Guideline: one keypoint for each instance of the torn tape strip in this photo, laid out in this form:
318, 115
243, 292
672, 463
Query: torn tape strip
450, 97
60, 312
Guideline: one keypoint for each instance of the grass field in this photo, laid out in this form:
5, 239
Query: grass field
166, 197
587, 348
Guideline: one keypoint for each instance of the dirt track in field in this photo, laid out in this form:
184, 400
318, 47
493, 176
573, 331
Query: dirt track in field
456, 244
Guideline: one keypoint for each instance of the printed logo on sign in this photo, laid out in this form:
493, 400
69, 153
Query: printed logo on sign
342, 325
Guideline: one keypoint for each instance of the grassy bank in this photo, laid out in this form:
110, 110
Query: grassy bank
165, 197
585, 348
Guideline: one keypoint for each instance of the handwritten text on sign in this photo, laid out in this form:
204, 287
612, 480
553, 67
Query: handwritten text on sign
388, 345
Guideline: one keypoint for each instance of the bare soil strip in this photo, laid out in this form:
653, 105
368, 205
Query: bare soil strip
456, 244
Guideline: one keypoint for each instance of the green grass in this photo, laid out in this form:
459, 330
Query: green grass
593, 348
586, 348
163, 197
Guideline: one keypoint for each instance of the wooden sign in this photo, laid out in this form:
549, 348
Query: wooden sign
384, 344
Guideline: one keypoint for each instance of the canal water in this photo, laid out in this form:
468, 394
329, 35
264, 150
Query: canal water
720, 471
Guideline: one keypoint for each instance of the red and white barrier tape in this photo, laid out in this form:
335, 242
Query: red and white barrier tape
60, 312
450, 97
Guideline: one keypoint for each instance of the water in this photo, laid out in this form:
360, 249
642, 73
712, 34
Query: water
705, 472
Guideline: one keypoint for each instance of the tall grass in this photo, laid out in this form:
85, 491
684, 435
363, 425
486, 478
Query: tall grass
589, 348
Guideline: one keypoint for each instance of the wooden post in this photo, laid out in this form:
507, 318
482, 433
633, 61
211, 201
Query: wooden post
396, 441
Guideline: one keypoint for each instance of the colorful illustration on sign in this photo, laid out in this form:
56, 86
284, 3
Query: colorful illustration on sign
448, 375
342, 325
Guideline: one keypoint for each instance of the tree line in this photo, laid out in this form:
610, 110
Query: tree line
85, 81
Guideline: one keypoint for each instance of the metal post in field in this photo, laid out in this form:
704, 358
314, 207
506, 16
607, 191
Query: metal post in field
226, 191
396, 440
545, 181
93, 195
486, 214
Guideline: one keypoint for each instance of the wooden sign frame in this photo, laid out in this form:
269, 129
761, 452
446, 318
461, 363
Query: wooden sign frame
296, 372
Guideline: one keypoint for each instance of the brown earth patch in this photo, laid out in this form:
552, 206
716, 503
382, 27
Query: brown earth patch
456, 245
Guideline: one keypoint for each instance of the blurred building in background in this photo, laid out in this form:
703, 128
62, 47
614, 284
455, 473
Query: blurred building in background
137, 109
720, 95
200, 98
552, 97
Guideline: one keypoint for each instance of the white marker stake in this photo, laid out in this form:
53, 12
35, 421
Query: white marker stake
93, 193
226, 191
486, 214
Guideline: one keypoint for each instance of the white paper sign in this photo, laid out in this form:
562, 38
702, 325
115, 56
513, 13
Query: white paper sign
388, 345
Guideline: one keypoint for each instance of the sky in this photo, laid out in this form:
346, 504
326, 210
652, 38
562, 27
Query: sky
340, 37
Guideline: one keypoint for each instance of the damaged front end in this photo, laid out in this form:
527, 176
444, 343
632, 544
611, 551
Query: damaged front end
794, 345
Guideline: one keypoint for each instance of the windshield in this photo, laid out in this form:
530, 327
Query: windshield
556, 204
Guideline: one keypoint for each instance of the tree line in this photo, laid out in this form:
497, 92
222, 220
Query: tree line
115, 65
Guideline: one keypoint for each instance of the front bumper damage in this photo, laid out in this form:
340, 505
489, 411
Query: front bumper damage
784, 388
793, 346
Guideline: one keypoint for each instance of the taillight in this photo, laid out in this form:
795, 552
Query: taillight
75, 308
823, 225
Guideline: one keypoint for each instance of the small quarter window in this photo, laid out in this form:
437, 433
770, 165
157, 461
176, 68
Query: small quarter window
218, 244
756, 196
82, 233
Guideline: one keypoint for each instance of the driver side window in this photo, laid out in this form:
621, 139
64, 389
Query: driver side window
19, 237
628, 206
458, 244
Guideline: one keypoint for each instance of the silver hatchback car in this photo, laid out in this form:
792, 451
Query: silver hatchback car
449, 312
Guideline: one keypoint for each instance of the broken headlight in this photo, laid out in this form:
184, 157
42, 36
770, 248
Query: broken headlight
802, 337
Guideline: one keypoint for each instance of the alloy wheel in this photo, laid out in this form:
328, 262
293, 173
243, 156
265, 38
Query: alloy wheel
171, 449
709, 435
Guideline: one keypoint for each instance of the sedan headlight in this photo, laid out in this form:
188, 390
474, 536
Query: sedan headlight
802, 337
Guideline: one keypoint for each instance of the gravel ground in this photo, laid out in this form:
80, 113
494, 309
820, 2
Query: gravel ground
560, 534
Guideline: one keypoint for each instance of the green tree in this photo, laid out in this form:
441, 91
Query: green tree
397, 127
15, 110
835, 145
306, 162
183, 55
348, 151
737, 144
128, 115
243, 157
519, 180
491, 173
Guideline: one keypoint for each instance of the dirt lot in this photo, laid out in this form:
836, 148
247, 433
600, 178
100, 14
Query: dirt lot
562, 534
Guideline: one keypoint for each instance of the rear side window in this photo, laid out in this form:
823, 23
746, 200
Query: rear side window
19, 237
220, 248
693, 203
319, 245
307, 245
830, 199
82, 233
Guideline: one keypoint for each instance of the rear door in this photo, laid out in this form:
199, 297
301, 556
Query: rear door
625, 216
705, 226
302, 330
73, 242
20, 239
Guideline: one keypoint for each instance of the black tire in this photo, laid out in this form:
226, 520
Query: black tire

-----

The exercise: Switch every "Query" to "Target" in the entries above, starting at the line containing "Guideline: one keypoint for each instance of the alloy" and ending at the last line of the entries, and give only those lines, with all else unchanged.

Written answer:
Guideline: one keypoint for each instance of the alloy wheel in this photo, laid out in this form:
328, 262
293, 173
243, 156
265, 38
Target: alloy wheel
171, 449
709, 435
Guideline: one keypoint for each instance of the sedan headlight in this photo, laid out in this form:
188, 390
474, 536
Target: sedan headlight
802, 337
Guideline: one keypoint for each instance of the gravel ground in this photo, laid out in this form:
80, 113
494, 309
820, 2
Target: gravel ground
560, 534
Guideline: one keypoint for each instance of the green tree in this photo, laid out in this form:
441, 91
Target: green tree
397, 127
15, 110
835, 145
306, 162
183, 55
348, 151
737, 144
128, 115
243, 157
519, 180
491, 173
Guideline: one keypoint for each instance of the dirt lot in this photo, laid out in this form:
836, 148
247, 433
600, 178
100, 14
Target: dirt lot
562, 534
Guideline: one keypoint for each instance of the rear side window in this photo, laid out in this form:
823, 23
746, 200
Target: rear side window
19, 237
220, 248
693, 203
319, 245
307, 245
830, 199
82, 233
Guideline: one keypoint for each instance of the rear door in this photo, laid out in this form:
199, 297
301, 556
Target: rear door
625, 216
705, 226
302, 330
73, 242
20, 239
Guideline: one keypoint for each instance of the black tire in this photo, laid out in this form:
226, 520
Target: black tire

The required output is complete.